### Data section
** BEGIN **

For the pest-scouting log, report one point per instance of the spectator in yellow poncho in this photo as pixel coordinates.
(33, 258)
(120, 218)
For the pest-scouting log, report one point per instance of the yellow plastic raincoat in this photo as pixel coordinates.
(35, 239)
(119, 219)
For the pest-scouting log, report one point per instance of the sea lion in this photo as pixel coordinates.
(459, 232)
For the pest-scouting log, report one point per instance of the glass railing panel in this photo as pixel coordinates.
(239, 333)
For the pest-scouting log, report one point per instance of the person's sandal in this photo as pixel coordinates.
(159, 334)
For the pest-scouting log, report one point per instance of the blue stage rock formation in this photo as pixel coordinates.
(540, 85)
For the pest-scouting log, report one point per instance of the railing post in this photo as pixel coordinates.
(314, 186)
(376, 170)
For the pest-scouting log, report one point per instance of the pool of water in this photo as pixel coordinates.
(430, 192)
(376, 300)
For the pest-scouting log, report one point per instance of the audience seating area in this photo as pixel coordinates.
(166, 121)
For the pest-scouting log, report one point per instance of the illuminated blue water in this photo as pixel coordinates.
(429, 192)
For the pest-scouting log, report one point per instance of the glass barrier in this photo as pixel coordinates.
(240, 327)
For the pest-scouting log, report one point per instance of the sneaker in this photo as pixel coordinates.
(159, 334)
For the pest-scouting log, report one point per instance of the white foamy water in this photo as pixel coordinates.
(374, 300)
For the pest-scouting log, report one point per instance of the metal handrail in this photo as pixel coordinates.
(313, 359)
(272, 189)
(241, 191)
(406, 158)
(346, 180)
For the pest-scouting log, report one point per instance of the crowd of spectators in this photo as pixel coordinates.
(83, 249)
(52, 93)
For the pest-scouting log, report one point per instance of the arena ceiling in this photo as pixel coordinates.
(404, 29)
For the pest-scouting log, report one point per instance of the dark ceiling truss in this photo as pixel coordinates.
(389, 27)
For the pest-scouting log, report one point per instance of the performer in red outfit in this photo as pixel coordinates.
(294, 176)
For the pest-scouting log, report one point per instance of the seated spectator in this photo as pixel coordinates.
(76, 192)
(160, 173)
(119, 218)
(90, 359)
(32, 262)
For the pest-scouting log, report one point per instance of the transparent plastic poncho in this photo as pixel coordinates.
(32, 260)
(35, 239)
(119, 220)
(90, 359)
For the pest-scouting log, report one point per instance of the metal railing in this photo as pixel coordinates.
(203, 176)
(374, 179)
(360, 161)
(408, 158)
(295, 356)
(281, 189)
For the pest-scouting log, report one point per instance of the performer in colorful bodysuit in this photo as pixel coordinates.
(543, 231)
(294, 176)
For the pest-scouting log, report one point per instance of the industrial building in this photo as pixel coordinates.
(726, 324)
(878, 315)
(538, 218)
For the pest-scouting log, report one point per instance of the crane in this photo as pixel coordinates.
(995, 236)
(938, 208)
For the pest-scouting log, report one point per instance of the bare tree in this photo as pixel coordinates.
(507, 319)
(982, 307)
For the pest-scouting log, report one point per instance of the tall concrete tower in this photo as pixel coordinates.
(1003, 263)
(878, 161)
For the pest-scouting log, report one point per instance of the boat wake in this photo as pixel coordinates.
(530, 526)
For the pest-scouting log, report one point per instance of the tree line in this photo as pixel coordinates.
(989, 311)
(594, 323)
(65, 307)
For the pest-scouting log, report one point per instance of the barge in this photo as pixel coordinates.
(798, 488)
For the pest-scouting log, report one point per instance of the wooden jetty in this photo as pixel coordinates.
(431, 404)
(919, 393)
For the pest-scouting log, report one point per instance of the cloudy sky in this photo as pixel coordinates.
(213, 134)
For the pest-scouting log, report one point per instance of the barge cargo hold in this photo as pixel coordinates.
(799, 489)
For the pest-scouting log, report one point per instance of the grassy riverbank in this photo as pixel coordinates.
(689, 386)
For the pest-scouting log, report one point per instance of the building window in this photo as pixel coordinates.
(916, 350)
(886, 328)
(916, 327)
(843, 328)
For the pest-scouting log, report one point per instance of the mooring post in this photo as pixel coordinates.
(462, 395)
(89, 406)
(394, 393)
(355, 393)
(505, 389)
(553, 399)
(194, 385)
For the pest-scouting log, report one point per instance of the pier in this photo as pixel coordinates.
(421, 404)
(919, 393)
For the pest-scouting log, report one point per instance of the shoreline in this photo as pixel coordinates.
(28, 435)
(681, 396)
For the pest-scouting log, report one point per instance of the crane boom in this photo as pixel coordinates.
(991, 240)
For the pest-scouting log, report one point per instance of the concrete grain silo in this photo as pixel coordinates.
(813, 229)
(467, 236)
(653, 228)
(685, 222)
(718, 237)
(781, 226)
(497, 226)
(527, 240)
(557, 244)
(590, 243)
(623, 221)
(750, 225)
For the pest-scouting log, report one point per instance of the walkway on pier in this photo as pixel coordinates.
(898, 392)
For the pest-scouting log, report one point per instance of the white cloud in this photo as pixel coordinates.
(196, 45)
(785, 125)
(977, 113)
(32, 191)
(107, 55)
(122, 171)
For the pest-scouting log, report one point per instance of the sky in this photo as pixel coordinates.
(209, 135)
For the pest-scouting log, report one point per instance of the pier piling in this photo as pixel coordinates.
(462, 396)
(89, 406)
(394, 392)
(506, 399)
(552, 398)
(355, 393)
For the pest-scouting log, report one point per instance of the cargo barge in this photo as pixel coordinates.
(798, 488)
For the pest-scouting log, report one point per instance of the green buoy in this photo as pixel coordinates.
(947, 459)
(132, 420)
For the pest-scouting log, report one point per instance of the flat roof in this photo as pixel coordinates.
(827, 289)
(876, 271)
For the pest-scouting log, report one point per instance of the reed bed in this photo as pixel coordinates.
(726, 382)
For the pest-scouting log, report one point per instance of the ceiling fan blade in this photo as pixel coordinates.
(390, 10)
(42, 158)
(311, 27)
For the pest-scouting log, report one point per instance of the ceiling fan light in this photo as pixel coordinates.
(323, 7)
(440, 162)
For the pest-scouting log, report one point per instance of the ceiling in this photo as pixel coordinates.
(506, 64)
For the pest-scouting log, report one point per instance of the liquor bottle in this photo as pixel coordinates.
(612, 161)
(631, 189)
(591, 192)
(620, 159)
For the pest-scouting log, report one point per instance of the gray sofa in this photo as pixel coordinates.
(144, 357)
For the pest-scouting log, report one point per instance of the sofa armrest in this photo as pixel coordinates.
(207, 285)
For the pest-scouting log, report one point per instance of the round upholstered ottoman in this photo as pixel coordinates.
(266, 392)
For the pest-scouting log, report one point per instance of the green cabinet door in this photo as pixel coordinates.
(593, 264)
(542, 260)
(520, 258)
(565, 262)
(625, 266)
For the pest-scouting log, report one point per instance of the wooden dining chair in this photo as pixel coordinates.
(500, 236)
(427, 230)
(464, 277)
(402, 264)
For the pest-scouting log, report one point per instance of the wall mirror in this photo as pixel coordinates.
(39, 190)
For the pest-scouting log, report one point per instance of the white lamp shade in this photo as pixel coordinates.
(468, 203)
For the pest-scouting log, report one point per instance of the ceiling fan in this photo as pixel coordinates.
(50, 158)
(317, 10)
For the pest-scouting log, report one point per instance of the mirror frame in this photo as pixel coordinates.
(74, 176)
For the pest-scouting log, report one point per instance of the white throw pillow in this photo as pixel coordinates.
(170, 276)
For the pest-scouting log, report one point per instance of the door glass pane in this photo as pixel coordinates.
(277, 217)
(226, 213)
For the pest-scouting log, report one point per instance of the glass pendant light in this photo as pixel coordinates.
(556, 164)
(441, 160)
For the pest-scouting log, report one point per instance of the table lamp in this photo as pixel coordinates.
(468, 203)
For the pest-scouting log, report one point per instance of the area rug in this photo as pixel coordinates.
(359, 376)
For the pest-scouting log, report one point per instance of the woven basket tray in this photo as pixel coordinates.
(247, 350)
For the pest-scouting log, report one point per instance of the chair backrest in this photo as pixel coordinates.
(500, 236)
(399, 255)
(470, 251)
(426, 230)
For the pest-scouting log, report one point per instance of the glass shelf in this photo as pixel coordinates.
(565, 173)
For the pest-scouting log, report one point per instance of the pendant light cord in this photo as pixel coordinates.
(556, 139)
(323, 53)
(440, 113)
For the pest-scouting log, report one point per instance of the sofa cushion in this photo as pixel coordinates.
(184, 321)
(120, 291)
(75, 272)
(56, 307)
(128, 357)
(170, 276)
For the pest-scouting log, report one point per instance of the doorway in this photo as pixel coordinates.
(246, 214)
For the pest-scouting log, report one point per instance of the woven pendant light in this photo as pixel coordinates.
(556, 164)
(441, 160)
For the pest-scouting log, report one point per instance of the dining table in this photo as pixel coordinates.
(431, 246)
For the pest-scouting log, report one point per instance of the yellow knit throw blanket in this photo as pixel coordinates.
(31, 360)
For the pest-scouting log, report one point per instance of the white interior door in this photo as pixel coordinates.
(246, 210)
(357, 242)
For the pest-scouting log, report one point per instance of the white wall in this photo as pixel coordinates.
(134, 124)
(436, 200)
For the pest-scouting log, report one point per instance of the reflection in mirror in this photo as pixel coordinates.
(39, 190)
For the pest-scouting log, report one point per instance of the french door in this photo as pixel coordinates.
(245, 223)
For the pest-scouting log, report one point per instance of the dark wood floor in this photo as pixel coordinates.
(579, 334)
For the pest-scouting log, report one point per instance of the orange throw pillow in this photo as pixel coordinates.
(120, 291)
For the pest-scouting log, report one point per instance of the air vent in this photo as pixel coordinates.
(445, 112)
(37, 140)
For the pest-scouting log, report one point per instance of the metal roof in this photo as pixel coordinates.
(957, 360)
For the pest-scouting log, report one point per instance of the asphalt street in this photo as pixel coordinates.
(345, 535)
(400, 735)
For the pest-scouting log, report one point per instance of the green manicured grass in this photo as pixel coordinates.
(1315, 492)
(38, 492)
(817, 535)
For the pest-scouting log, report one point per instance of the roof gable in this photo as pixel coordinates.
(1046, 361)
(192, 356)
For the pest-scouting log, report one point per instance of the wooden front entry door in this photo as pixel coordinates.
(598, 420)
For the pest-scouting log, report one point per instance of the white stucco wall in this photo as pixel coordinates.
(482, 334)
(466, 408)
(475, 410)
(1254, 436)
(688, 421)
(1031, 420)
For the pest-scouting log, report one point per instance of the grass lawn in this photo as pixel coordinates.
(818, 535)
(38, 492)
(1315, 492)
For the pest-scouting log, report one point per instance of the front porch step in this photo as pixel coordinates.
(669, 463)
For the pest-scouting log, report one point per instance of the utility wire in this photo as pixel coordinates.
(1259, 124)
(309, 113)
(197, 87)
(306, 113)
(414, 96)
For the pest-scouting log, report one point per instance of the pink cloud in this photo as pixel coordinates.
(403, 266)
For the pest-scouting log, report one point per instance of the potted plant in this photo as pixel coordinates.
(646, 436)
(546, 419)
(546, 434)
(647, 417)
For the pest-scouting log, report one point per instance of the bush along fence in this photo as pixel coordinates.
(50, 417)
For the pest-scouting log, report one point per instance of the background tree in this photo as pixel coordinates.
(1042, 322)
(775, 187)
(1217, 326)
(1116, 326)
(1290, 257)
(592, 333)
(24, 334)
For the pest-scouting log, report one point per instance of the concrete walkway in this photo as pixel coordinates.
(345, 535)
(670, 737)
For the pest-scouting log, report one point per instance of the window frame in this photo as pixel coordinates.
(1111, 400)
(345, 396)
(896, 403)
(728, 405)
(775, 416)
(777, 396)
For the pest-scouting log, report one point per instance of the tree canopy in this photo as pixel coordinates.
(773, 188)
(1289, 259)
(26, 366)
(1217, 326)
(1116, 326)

** END **

### What the task requires
Would you quote, exactly and only, the lines from the one containing "wire in this photo as pixel coordinates." to the end of the entries?

### Exercise answer
For the pest-scouting log, report one point per instance of the utility wire in this photo as pixel coordinates.
(1259, 124)
(309, 113)
(197, 87)
(306, 113)
(414, 96)
For the pest-scouting log, report one point per instance of the pink cloud in this photo as pixel coordinates.
(403, 266)
For the pest-scouting log, report one point per instance of the potted plant in this photo as pixel coordinates.
(646, 436)
(546, 419)
(546, 434)
(647, 417)
For the pest-scouting log, report one point per instance of the bush along fence in this photo as pixel coordinates.
(50, 417)
For the pest-scouting log, report one point per instance of the background tree in this photo as pixel coordinates.
(1042, 322)
(775, 187)
(1217, 326)
(1116, 326)
(1290, 257)
(592, 333)
(24, 334)
For the pest-scouting log, report one point per instance of the concrete walkway in this photo as pixel coordinates.
(345, 535)
(670, 737)
For the pest-scouting log, report one point per instance of the window frame in this photo as pixel coordinates.
(1111, 400)
(345, 396)
(896, 403)
(728, 405)
(775, 416)
(777, 396)
For the pest-scouting log, report one point per instance of the tree canopy in this photo as pixel coordinates.
(773, 188)
(1289, 259)
(26, 366)
(1217, 326)
(1116, 326)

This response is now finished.